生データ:
○ ○ ○ ○ ○
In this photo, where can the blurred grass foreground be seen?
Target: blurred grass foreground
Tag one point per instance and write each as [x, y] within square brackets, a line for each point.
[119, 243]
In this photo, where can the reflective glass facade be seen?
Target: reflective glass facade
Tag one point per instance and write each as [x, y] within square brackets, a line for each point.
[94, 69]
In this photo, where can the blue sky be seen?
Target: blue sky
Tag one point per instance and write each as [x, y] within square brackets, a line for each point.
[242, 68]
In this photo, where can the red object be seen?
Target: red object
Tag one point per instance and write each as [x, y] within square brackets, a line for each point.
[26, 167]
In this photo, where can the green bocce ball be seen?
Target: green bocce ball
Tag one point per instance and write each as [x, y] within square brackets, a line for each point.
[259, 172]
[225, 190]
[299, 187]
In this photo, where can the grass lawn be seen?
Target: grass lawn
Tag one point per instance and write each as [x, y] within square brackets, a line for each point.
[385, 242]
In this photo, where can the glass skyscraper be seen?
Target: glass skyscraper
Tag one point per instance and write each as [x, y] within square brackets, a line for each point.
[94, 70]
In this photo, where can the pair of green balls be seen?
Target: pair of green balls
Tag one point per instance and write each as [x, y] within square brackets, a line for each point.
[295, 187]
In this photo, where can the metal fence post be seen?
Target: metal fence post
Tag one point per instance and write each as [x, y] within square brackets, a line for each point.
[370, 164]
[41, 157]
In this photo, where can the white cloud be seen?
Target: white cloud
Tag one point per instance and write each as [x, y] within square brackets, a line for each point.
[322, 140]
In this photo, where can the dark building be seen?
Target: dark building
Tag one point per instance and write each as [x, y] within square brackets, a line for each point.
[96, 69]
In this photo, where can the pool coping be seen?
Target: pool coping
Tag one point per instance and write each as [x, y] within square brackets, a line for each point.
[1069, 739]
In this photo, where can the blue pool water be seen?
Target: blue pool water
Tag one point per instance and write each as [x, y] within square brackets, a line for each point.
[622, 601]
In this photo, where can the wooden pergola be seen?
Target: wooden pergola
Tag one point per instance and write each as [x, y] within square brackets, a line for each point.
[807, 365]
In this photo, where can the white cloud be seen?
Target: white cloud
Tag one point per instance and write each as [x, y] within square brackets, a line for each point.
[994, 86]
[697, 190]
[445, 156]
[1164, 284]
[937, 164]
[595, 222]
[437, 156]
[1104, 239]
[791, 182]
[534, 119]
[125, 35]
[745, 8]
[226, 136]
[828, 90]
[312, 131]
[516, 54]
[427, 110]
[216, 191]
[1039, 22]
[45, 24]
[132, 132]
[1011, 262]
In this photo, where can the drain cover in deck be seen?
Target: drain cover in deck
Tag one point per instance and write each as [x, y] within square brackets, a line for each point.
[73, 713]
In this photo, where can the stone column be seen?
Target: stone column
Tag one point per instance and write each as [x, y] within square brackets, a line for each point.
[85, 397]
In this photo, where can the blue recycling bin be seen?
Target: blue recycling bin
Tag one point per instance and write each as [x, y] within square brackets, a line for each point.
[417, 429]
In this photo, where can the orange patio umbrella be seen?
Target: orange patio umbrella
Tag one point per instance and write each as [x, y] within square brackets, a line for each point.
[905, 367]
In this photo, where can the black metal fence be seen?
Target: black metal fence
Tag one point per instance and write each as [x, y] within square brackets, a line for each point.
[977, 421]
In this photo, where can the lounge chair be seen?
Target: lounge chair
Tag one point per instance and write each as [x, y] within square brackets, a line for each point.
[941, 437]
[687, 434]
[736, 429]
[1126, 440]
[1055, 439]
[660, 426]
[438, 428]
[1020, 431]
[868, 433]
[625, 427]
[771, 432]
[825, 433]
○ ○ ○ ○ ○
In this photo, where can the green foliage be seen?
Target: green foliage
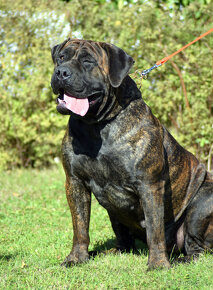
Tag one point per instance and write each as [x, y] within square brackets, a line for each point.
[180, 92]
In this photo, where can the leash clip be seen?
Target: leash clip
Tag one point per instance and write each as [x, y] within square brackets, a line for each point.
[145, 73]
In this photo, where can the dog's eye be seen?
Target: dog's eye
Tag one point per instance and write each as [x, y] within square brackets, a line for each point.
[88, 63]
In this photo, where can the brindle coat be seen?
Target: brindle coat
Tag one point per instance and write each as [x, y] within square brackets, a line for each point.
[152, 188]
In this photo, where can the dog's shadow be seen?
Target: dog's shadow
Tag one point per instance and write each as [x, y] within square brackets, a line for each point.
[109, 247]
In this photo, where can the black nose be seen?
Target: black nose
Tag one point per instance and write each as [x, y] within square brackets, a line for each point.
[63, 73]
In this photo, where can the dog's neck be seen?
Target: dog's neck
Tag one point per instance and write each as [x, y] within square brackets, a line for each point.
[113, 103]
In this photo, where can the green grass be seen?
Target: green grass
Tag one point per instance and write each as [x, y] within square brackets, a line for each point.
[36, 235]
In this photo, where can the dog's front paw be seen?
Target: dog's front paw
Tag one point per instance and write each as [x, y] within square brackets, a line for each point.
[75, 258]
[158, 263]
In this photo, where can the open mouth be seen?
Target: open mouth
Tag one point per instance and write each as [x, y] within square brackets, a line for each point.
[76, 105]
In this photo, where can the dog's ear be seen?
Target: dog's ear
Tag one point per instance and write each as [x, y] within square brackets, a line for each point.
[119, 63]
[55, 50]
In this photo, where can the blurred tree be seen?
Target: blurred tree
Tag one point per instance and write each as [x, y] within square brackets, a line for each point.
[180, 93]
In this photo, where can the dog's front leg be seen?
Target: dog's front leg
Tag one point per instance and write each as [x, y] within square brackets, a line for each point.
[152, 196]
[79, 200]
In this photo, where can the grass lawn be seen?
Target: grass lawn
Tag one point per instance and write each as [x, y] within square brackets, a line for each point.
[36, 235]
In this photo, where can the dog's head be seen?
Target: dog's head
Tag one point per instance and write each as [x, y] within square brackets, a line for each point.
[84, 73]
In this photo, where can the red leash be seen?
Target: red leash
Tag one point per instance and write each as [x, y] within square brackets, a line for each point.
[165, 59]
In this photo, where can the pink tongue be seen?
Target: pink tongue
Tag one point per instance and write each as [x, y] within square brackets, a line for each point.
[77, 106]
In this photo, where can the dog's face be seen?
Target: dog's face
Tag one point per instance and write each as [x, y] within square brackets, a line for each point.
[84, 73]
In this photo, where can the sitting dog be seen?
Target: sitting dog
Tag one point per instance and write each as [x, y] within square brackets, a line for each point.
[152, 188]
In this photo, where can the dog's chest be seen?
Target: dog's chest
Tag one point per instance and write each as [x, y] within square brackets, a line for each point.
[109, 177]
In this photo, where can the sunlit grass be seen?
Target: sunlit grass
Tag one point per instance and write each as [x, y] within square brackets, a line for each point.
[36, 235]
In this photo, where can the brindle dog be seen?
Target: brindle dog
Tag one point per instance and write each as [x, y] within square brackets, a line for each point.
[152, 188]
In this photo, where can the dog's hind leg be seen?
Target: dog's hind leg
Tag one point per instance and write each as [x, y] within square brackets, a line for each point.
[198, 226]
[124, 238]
○ ○ ○ ○ ○
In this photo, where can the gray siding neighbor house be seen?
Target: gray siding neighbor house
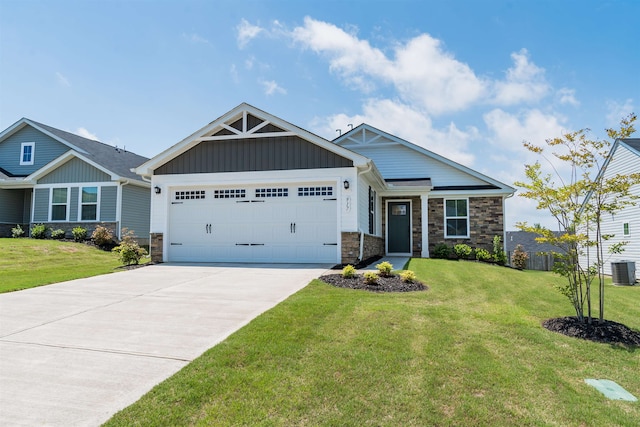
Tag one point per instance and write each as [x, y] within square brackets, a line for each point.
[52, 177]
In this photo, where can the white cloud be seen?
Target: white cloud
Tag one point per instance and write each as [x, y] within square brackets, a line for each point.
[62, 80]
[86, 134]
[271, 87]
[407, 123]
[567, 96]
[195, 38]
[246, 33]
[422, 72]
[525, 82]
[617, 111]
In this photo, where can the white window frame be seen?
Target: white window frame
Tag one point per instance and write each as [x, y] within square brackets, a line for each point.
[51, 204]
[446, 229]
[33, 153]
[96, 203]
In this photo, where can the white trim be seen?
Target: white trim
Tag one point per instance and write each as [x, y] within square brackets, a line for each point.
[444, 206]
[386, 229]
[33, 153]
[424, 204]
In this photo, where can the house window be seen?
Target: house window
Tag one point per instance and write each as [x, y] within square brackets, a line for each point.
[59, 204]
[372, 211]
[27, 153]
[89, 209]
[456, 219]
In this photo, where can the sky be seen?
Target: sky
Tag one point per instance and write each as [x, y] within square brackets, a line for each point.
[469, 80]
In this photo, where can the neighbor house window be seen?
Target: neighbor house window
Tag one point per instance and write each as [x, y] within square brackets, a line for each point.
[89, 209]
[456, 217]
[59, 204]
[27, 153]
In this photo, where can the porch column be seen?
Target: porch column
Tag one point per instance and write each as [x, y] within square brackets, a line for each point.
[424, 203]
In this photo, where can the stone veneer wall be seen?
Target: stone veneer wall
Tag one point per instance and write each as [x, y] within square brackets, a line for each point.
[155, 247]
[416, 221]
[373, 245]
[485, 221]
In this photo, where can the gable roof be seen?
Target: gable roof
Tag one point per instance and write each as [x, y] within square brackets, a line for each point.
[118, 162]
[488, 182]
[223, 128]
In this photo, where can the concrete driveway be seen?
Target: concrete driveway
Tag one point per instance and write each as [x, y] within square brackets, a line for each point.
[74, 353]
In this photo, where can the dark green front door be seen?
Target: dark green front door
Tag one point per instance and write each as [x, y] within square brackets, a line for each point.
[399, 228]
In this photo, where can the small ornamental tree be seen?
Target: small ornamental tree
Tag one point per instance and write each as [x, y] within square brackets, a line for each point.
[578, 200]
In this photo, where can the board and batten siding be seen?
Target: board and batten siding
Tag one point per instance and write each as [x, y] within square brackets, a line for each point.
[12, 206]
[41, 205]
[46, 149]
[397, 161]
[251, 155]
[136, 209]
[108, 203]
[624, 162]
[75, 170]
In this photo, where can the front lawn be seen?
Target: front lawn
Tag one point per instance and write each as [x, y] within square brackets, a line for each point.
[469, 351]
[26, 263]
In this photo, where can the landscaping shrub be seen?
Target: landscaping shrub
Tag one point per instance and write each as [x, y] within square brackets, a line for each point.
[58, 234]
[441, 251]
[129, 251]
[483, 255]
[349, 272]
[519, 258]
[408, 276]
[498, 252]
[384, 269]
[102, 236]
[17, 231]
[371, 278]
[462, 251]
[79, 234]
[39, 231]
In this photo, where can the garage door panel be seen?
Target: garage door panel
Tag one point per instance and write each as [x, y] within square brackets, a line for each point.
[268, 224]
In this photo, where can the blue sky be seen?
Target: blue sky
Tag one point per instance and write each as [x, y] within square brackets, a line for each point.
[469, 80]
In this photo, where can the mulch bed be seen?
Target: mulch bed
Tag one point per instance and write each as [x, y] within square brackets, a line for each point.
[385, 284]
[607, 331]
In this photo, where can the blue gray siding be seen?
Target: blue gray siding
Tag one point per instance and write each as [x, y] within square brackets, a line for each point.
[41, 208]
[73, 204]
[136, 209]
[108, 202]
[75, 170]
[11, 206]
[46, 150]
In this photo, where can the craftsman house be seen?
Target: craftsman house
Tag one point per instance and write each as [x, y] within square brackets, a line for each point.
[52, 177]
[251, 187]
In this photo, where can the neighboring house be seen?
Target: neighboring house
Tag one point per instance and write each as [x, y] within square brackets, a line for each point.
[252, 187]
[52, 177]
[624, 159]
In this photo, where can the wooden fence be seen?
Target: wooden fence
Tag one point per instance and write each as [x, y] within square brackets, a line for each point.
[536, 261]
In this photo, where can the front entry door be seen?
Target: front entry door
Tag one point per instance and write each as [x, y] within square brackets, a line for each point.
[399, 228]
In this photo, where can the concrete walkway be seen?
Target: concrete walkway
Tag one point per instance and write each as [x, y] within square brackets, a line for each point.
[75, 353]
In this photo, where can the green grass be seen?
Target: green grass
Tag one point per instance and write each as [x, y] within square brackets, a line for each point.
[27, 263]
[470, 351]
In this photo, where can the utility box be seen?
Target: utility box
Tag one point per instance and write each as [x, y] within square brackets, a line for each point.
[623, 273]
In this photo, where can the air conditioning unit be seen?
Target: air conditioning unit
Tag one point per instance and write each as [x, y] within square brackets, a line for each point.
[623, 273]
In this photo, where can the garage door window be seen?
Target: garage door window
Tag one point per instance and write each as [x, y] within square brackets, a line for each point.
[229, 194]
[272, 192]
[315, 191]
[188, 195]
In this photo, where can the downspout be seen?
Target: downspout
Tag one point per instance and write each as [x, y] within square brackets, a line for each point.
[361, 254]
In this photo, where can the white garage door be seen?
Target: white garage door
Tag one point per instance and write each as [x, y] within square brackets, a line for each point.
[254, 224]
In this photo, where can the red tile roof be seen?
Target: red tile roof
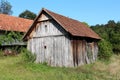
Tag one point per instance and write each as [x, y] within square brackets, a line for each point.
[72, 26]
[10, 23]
○ ○ ○ ○ ○
上のデータから、文字列「conditioning」を含む行をすべて示してください。大文字と小文字は区別します。

In this photo, where can the air conditioning unit be seen?
Target: air conditioning unit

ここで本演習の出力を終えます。